EXERCISE REQUIREMENTS ->
Only one span of the listing below is wanted: the lines from the one with "Target: pale dried leaf" through the one with "drop one pin per instance, shaped like <point>23,251</point>.", reproduced exactly, both ends kept.

** DATA EXTRACT follows **

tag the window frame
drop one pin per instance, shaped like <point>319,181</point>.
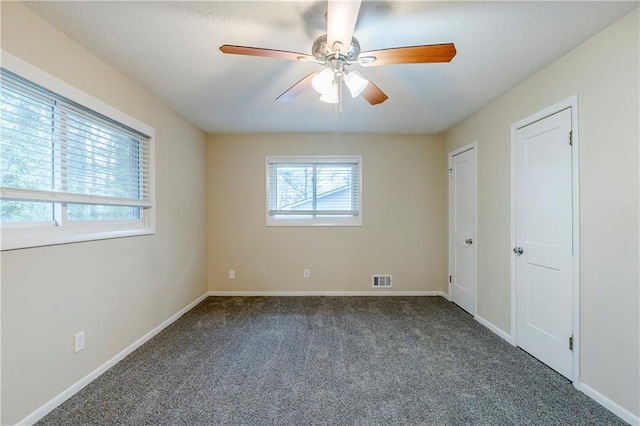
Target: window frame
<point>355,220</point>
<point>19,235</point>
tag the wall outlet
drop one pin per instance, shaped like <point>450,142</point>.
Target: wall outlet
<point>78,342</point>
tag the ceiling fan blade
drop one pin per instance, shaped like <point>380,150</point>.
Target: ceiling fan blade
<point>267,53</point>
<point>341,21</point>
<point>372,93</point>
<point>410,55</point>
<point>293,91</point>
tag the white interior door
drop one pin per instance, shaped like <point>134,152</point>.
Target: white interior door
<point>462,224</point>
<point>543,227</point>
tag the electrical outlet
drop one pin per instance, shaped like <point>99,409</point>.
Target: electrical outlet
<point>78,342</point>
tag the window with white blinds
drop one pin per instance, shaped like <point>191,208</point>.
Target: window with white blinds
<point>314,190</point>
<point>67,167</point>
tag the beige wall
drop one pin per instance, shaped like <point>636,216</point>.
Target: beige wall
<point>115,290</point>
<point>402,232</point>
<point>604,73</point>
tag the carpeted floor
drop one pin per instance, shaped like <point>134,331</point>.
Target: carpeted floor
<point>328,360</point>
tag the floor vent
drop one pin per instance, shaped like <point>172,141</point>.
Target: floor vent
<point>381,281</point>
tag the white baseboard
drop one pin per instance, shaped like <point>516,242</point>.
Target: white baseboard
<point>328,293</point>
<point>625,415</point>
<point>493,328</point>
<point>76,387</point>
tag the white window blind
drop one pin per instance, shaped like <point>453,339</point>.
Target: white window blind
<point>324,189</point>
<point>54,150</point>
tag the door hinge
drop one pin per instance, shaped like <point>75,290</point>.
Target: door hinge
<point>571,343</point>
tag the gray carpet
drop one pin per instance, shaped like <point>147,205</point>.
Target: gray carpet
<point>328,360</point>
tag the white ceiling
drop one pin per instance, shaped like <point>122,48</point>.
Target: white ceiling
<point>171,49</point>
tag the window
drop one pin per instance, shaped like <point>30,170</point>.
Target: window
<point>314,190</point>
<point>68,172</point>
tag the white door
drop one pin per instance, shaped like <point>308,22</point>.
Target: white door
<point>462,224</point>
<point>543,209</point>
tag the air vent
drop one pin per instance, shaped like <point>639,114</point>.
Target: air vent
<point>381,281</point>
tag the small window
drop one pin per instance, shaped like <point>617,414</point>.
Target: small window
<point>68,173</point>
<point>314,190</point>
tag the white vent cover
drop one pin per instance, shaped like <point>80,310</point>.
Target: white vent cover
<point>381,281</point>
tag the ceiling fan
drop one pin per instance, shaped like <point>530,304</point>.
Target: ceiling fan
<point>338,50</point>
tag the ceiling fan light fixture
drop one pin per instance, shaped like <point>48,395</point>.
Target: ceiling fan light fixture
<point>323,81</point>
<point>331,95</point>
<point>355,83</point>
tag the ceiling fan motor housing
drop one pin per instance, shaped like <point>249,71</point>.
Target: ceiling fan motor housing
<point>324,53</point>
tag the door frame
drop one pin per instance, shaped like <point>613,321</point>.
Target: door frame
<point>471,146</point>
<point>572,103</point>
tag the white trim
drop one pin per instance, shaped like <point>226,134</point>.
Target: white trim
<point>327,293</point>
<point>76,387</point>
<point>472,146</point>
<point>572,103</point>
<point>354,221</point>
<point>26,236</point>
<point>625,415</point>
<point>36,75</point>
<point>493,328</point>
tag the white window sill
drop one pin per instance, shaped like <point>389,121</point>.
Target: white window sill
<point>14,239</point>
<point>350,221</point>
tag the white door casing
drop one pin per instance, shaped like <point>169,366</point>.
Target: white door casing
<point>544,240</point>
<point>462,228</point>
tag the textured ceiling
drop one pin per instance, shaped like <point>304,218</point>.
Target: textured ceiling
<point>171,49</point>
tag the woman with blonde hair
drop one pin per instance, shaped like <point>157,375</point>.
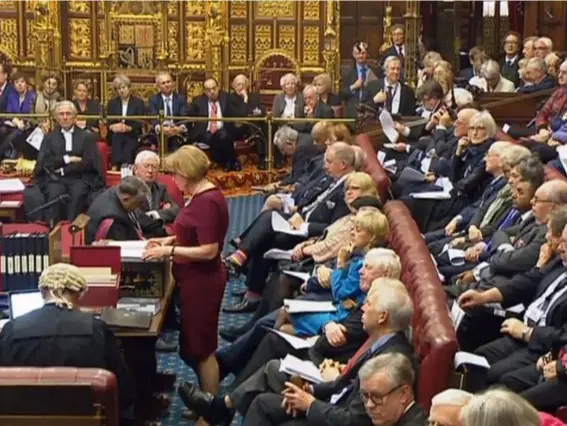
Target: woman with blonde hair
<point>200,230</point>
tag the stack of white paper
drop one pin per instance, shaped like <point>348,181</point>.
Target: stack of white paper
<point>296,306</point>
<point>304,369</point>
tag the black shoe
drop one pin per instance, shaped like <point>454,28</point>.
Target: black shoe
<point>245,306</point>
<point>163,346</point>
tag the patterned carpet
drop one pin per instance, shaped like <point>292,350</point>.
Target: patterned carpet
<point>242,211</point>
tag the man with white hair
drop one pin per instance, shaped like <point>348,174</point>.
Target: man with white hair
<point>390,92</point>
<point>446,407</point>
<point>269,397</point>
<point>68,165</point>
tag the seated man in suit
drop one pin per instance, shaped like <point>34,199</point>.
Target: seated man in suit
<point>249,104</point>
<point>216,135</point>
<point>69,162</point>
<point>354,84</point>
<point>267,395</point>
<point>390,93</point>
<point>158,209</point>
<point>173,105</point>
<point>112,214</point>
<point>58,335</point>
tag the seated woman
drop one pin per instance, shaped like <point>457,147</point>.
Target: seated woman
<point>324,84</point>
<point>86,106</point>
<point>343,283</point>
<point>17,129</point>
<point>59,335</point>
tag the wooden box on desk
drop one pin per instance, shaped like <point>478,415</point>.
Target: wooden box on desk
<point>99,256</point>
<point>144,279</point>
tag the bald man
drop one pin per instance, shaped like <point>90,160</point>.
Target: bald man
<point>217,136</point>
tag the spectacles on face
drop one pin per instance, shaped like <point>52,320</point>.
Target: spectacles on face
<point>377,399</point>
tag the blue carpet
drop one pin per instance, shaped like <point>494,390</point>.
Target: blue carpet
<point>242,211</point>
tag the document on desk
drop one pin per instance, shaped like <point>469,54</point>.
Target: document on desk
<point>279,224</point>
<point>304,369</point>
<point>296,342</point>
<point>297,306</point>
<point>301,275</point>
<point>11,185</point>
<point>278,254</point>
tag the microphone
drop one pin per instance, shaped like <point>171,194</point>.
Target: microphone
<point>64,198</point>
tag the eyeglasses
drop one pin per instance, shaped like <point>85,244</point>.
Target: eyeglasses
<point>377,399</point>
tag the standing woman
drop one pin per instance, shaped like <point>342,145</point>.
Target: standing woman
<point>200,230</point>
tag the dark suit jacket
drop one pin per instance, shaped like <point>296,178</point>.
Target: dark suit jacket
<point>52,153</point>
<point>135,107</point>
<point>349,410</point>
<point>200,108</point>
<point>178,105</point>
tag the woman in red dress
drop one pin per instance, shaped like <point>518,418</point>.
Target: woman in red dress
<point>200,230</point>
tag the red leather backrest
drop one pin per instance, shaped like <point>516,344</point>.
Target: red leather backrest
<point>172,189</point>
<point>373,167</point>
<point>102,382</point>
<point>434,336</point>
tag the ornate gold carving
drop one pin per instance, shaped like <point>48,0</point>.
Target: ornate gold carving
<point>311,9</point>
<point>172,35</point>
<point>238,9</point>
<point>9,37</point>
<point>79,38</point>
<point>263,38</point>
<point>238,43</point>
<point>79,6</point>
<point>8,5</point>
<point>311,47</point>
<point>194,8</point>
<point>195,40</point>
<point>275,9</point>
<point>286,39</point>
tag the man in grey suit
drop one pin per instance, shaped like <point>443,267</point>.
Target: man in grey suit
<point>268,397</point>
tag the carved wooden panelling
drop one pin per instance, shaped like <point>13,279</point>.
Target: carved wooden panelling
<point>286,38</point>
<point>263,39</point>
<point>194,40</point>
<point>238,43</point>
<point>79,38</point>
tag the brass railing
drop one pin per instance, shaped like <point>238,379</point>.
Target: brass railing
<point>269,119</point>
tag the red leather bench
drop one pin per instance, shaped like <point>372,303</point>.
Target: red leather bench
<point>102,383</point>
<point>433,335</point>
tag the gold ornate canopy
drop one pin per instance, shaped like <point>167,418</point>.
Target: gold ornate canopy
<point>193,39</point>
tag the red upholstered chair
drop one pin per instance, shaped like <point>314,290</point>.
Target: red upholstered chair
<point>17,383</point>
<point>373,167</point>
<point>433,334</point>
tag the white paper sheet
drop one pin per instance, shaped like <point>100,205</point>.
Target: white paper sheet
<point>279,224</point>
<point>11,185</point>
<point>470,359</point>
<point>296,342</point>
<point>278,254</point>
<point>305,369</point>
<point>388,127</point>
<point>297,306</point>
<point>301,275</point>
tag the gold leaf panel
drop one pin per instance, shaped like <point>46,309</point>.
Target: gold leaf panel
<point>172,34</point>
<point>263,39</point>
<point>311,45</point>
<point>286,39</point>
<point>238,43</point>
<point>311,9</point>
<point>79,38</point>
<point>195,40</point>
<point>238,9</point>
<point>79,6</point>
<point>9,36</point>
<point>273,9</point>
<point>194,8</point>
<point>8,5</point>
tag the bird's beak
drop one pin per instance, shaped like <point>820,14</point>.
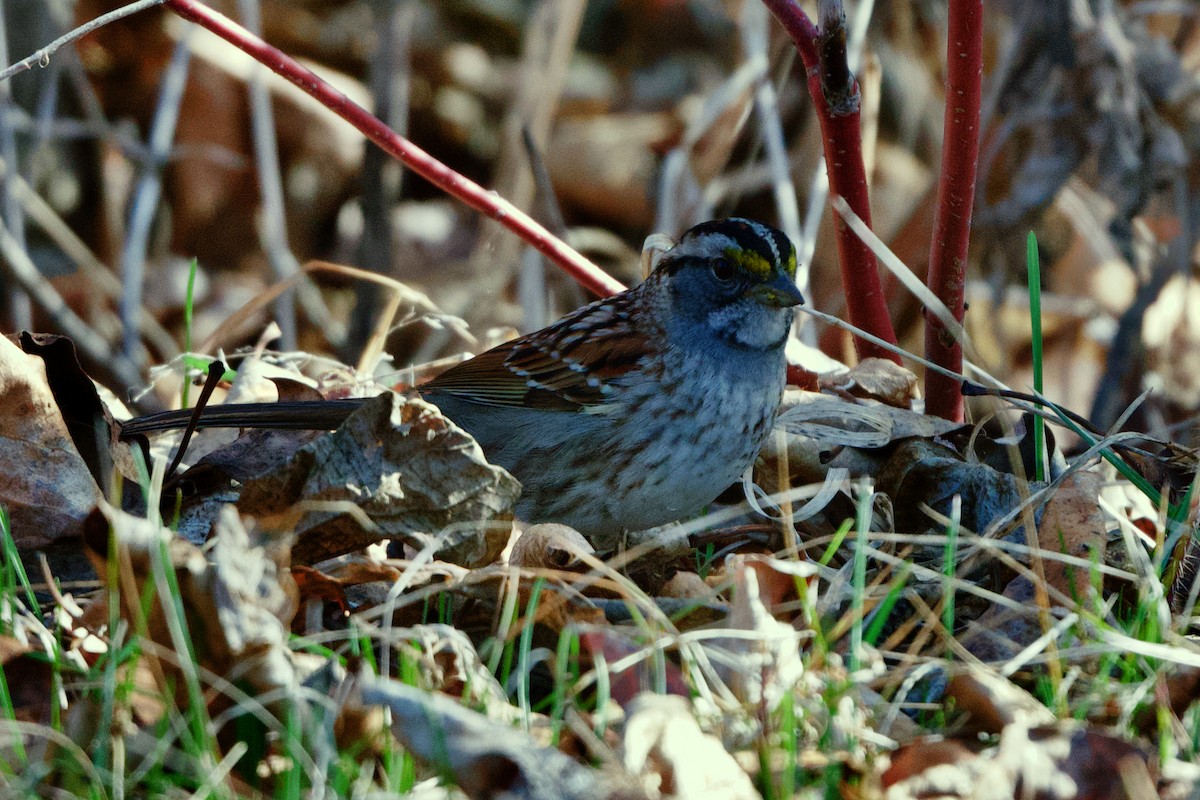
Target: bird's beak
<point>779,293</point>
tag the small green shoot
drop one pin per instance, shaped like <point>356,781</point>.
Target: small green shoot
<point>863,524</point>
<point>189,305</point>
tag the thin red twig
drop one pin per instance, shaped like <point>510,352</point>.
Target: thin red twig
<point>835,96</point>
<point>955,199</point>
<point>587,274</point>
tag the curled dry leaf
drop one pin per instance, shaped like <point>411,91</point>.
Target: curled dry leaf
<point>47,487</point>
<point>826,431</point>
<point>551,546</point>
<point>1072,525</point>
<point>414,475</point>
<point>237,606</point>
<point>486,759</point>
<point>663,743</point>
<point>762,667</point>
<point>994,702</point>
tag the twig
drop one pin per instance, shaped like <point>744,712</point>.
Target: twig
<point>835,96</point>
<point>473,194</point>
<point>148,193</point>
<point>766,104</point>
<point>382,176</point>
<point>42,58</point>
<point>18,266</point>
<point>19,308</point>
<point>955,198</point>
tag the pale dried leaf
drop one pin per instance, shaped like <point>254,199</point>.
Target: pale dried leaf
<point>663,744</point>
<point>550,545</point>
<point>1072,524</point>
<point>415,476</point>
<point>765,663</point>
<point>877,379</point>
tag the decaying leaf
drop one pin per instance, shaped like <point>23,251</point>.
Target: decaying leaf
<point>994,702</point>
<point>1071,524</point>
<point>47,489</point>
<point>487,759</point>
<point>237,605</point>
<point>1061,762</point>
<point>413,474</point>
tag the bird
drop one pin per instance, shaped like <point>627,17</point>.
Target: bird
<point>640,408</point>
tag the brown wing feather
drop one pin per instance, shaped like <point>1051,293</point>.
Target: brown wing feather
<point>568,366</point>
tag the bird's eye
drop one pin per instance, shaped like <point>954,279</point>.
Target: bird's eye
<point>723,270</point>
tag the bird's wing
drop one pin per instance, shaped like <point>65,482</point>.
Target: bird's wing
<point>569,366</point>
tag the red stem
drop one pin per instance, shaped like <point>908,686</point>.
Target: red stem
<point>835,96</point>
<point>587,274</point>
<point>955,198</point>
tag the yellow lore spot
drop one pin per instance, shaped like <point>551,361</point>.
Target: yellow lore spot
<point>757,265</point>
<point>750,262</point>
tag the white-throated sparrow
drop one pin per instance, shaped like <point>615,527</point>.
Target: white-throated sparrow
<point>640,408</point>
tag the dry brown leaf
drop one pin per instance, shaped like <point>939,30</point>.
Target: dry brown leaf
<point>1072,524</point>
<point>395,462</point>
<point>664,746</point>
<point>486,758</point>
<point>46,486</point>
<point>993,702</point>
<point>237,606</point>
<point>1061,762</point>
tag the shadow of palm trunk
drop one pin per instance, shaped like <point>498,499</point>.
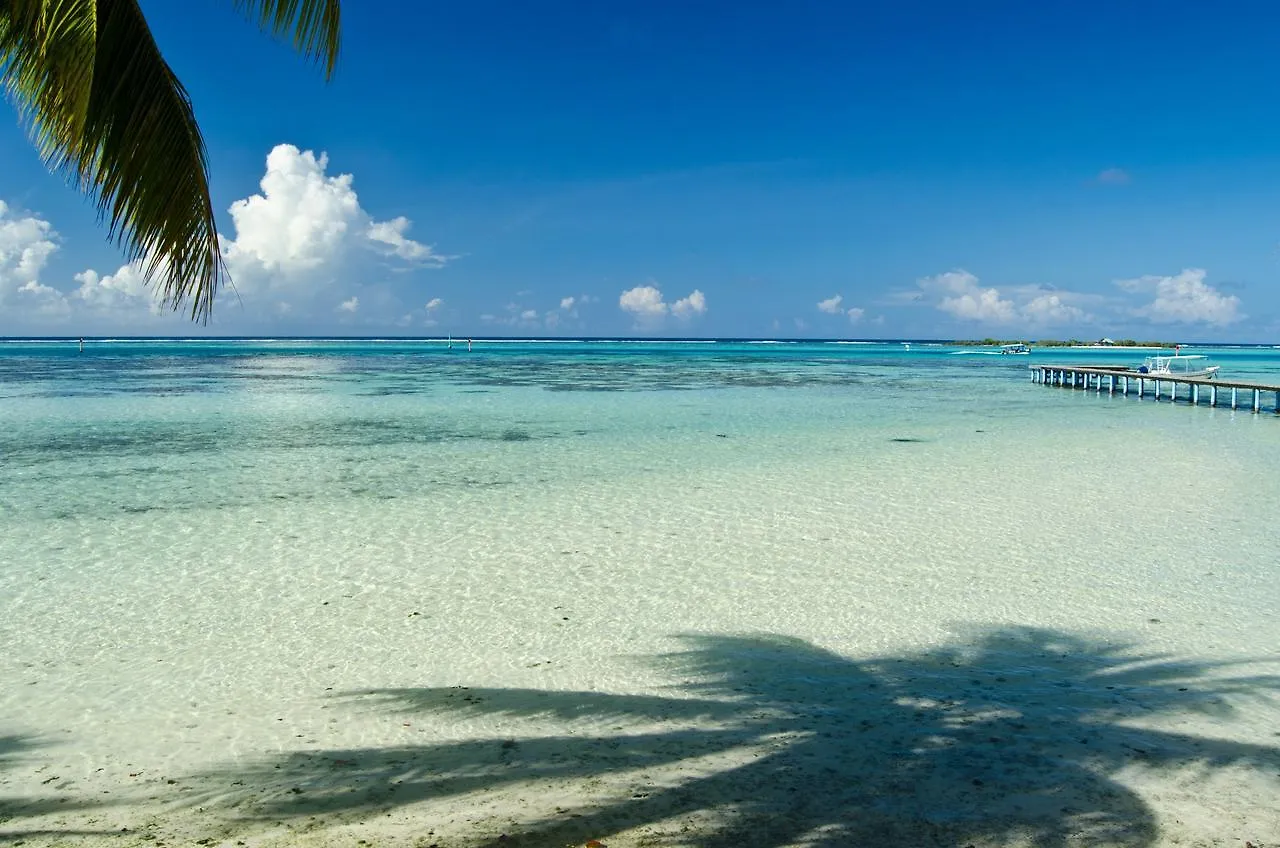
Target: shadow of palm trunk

** End of DATA EXTRACT **

REPLY TO THE TASK ->
Target: pale dried leaf
<point>663,744</point>
<point>550,545</point>
<point>1072,524</point>
<point>415,476</point>
<point>765,663</point>
<point>877,379</point>
tag the decaying leaf
drop one pin per instance, shaped like <point>23,251</point>.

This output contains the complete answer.